◆ Rows
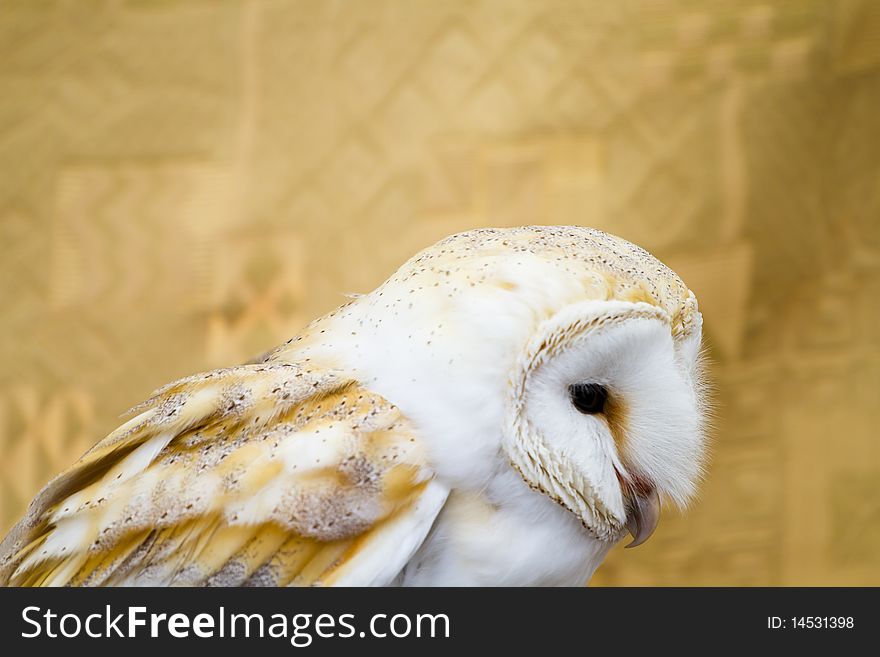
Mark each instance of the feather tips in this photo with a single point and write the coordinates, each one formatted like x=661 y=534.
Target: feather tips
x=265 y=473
==
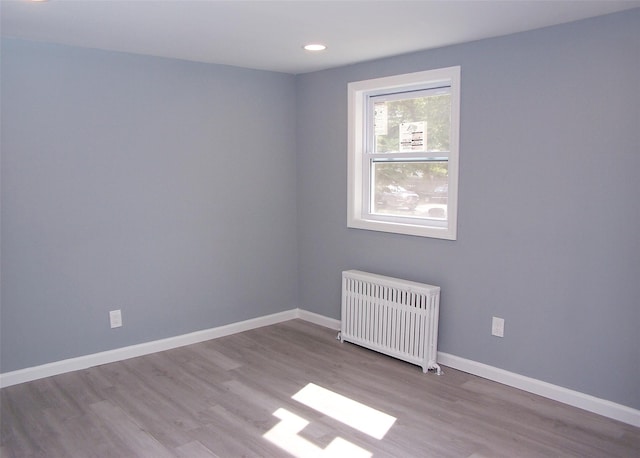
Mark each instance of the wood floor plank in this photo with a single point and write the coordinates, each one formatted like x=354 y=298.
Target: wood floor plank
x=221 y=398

◆ Work to be completed
Reproduce the items between the lines holding "Mark each instance of the wood" and "x=221 y=398", inclusive, swapping "plank" for "board" and keeping everything else the same.

◆ Problem solution
Mark each instance of the wood floor board in this photo with a single point and write the coordinates, each one formatted like x=354 y=298.
Target: wood floor board
x=221 y=398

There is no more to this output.